*SÉRIE D'EXERCICES*
(A) Dans l'extrait de page sur La Poste, recopiez le passage situé entre "Enfin, il est" et "services assurés etc.", bornes incluses, en substituant "pancarte" à "affiche".
(B) D'après l'extrait de page sur La Poste, par quels moyens chaque bureau de poste doit-il dispenser physiquement son information ?
(C) Selon l'extrait de page sur La Poste, pourquoi l'information fournie par téléphone ne doit-elle pas se contenter de renvoyer au site internet ?

*EXTRAIT DE PAGE*
________________
La Poste devrait de plus fournir une information (notamment sur son site et localement) sur les éventuelles boîtes aux lettres de rue non relevées et indiquer ce qu'il advient du courrier posté dans ces boîtes.
Elle devrait également s'assurer que l'information fournie par voie téléphonique est adéquate, actualisée et personnalisée et ne se contente pas de renvoyer à l'information disponible sur son site internet à laquelle les personnes les plus éloignées du numérique pourraient ne pas accéder.
Enfin, il est important que La Poste vérifie que, pour chaque bureau de poste, une information est dispensée physiquement (via un écran ou une affiche) sur les horaires d'ouverture, la date prévisionnelle de réouverture, les services assurés etc.
L'ensemble des informations doit être mis à jour en continu de manière à tenir compte des évolutions fréquentes de l'organisation mise en place par La Poste.
En outre, il apparaît indispensable, pour garantir un pilotage optimal au sein de La Poste, que cette dernière renforce ses dispositifs de détection des dysfonctionnements de son exploitation. L'Arcep encourage vivement La Poste à un tel renforcement et, complémentairement, au développement d'instruments de recueil de signalements de la part de ses utilisateurs, qui permettrait à tous les échelons d'appréhender plus rapidement les difficultés locales, de mettre en place des solutions adaptées dans les meilleurs délais, et de restituer une information adaptée aux utilisateurs. Au-delà des mécanismes internes à La Poste même, un site internet via lequel les clients pourraient faire part de leurs éventuelles doléances est à cet égard une solution qui parait devoir être considérée.


4. - Conclusion


Dans le contexte d'état d'urgence sanitaire, La Poste a dû redéfinir ses modalités d'organisation dans le but de concilier les objectifs de continuité du service et de sécurité de ses agents. L'Arcep est consciente du défi que la gestion d'une telle crise représente pour La Poste et ses agents, dont elle reconnaît l'engagement.
________________
Données d'ancrage d'objets en langage naturel:
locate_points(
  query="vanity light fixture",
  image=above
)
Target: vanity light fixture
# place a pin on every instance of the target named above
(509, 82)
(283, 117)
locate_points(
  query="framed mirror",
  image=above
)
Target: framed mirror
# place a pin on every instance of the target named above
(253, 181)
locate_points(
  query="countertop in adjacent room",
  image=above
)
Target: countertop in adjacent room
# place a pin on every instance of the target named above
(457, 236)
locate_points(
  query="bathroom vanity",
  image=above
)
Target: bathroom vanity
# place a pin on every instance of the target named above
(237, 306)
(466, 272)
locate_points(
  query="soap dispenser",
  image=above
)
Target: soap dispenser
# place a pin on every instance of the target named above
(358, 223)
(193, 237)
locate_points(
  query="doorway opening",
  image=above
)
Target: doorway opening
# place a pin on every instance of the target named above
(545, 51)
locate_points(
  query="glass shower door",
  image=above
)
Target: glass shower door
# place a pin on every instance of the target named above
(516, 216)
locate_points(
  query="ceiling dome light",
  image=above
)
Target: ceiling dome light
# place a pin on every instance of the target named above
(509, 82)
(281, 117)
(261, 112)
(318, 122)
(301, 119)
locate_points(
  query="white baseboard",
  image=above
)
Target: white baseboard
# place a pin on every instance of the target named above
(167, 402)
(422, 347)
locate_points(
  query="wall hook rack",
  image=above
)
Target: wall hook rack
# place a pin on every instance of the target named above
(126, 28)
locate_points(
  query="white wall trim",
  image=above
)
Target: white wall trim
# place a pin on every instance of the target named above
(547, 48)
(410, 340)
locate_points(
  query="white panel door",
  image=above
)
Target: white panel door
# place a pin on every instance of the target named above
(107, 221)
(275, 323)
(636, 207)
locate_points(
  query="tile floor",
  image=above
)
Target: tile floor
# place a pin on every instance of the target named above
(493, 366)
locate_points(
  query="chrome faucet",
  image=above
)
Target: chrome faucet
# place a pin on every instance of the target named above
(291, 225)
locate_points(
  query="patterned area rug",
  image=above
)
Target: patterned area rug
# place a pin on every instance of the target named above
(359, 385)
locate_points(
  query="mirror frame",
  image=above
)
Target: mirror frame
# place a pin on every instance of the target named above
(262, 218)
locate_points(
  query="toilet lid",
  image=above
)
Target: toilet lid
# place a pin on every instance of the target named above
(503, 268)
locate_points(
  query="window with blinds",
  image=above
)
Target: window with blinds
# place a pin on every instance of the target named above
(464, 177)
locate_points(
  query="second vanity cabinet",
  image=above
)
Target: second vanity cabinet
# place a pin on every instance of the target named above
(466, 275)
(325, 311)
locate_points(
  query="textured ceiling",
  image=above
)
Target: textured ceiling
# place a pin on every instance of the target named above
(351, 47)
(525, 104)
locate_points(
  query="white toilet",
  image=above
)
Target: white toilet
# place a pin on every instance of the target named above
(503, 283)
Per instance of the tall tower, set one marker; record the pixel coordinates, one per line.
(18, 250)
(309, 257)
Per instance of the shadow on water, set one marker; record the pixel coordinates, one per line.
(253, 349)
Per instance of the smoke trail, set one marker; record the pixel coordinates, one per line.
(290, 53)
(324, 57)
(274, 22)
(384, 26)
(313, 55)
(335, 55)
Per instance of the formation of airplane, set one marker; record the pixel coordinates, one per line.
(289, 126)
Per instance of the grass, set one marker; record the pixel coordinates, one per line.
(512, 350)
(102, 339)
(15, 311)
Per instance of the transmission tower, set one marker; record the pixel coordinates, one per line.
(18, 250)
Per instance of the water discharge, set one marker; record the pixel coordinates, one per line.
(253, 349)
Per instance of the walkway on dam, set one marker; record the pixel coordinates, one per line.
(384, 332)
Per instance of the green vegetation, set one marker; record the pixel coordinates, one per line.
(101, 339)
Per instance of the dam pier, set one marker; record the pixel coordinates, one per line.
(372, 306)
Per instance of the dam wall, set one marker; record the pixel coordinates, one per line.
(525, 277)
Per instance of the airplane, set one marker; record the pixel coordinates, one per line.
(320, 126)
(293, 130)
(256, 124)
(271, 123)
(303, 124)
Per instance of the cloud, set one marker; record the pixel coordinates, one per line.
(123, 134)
________________
*CORRIGÉ*
(A)
Enfin, il est important que La Poste vérifie que, pour chaque bureau de poste, une information est dispensée physiquement (via un écran ou une pancarte) sur les horaires d'ouverture, la date prévisionnelle de réouverture, les services assurés etc.

(B) Par un écran ou une affiche.

(C) Les personnes les plus éloignées du numérique pourraient ne pas accéder à l'information disponible sur le site internet.